Set problem 1: List the eight petroleum-exporting African countries named in the text on African oil dependency.

Text:
The growing integration of Africa into world trade, particularly
as a source of oil and metals, is increasingly producing social
and financial effects in Africa similar to those in the Middle
East.
The International Monetary Funds (IMF) 2006 Regional
Economic Outlook for Sub-Saharan Africa gives statistics detailing
the remarkable dependency of oil-exporting African countries on
their oil revenues. Among eight petroleum-exporting African countries
(Ivory Coast, Cameroon, Chad, Gabon, Nigeria, Angola, the Democratic
Republic of Congo, and Equatorial Guinea) the percentage of real
GDP generated by the oil revenues was under 5 percent for the
Ivory Coast, but 10, 40, 50, 52, 55, 60, and 90 percent respectively
for the remaining countries. Overall inflation in those countries
was 13.5 percent in 2005.

Excerpted data:
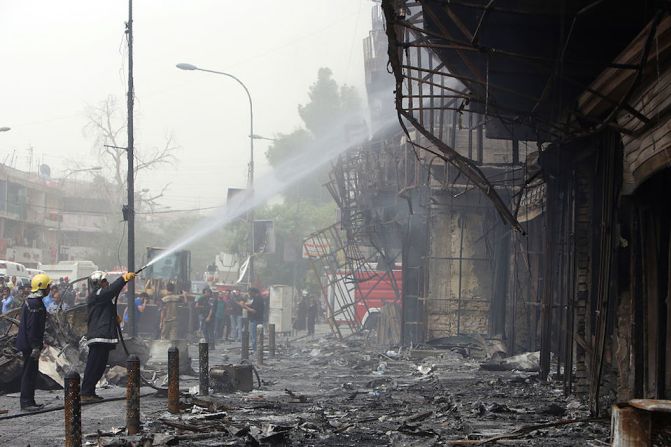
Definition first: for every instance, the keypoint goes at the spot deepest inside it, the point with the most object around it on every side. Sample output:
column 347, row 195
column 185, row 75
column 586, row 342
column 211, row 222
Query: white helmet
column 96, row 279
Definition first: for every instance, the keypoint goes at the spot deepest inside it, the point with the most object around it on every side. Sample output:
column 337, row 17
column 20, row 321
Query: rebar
column 259, row 344
column 72, row 411
column 133, row 395
column 271, row 340
column 204, row 368
column 173, row 380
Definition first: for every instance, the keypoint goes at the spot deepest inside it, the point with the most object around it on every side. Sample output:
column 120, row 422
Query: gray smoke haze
column 60, row 57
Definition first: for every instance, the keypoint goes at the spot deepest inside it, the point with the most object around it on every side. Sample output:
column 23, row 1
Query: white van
column 72, row 269
column 9, row 269
column 33, row 272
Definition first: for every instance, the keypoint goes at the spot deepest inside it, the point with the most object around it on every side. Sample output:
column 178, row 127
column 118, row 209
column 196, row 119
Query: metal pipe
column 72, row 411
column 173, row 380
column 259, row 344
column 271, row 340
column 204, row 368
column 133, row 395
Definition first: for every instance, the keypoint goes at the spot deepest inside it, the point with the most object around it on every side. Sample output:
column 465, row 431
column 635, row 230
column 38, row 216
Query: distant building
column 45, row 220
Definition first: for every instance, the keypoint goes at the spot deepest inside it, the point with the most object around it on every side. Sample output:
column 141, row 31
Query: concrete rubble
column 324, row 391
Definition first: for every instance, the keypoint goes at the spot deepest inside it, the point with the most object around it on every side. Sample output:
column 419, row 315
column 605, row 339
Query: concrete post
column 173, row 380
column 72, row 411
column 271, row 340
column 259, row 344
column 204, row 368
column 133, row 395
column 244, row 348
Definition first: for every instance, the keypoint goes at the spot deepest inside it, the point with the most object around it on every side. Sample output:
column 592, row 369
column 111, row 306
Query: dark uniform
column 30, row 341
column 101, row 334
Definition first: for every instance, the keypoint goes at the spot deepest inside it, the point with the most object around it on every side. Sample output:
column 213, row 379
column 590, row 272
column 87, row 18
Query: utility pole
column 131, row 175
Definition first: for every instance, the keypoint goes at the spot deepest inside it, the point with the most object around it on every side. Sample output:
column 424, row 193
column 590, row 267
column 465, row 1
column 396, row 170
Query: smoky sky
column 58, row 58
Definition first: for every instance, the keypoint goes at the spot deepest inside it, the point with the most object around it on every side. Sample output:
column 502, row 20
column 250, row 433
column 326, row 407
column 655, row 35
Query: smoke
column 293, row 170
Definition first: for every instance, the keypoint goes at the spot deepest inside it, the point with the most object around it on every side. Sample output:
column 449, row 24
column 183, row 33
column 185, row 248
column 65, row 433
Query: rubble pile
column 329, row 392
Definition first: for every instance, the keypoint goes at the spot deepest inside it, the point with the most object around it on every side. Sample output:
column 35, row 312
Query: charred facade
column 521, row 188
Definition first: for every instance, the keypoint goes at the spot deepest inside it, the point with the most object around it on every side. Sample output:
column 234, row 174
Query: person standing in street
column 236, row 315
column 255, row 312
column 169, row 313
column 30, row 339
column 101, row 335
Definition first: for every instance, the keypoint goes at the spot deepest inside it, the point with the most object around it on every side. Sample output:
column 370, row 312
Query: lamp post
column 261, row 137
column 250, row 172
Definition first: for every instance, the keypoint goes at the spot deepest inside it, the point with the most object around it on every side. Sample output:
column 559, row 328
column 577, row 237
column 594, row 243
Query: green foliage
column 328, row 111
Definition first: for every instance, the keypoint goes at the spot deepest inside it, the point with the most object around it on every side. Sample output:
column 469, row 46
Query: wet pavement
column 321, row 391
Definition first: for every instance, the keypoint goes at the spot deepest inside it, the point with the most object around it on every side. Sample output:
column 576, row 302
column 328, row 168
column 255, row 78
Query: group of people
column 60, row 295
column 102, row 332
column 220, row 314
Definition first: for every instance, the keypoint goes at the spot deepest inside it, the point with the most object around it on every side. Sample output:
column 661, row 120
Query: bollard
column 244, row 331
column 244, row 348
column 259, row 344
column 173, row 380
column 271, row 340
column 204, row 366
column 133, row 395
column 72, row 411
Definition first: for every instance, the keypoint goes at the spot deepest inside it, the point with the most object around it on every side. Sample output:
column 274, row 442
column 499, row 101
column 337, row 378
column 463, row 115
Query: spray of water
column 293, row 170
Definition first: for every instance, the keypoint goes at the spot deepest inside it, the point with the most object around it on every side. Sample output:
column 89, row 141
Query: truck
column 71, row 269
column 174, row 268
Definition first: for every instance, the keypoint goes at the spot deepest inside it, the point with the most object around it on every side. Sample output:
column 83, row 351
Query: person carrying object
column 101, row 334
column 30, row 339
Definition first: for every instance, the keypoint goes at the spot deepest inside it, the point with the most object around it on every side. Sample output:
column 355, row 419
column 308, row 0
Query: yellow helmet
column 40, row 282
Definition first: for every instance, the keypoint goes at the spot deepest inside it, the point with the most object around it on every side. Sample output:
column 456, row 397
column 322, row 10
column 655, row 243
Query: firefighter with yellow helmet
column 30, row 339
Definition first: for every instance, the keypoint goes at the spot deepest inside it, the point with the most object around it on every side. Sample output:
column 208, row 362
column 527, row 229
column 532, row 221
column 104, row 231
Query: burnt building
column 517, row 175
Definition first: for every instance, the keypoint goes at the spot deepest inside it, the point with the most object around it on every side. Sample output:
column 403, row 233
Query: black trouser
column 28, row 379
column 96, row 362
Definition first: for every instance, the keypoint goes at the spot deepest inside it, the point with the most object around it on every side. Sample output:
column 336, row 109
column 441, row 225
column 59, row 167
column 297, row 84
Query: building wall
column 460, row 270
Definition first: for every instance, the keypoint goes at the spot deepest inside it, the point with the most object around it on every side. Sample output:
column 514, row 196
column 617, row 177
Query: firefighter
column 102, row 328
column 30, row 339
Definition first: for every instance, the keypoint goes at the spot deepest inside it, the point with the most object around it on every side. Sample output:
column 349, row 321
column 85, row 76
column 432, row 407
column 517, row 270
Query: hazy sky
column 58, row 57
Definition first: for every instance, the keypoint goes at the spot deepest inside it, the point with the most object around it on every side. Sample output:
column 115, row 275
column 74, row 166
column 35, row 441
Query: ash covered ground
column 326, row 392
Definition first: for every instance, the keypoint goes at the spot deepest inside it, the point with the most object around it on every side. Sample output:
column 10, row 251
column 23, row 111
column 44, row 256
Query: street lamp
column 260, row 137
column 250, row 173
column 74, row 171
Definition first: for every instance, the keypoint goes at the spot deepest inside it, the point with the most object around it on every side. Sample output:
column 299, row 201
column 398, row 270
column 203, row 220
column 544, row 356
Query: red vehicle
column 374, row 290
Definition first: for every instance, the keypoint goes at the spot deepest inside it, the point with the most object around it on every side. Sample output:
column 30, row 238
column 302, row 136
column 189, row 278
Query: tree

Set problem 2: Quote the records word for word, starting at their beginning and ending at the line containing "column 33, row 272", both included. Leave the pictures out.

Task response 1:
Ivory Coast
Cameroon
Chad
Gabon
Nigeria
Angola
the Democratic Republic of Congo
Equatorial Guinea

Task response 2:
Definition first: for every instance, the keypoint goes at the spot deepest inside it, the point with the most object around it on every side. Sample output:
column 347, row 195
column 185, row 75
column 586, row 342
column 211, row 222
Query: white helmet
column 96, row 279
Definition first: for every instance, the keypoint goes at the spot deepest inside it, the point with the most object around it on every side. Sample output:
column 337, row 17
column 20, row 321
Query: rebar
column 259, row 344
column 72, row 411
column 133, row 395
column 271, row 340
column 204, row 368
column 173, row 380
Definition first: for every instance, the keypoint goes at the spot deepest inside it, the point with the most object around it on every side. Sample output:
column 120, row 422
Query: gray smoke haze
column 60, row 57
Definition first: for every instance, the keypoint goes at the spot deepest inside it, the point with the most object around it on every side. Sample output:
column 23, row 1
Query: white van
column 72, row 269
column 9, row 269
column 33, row 272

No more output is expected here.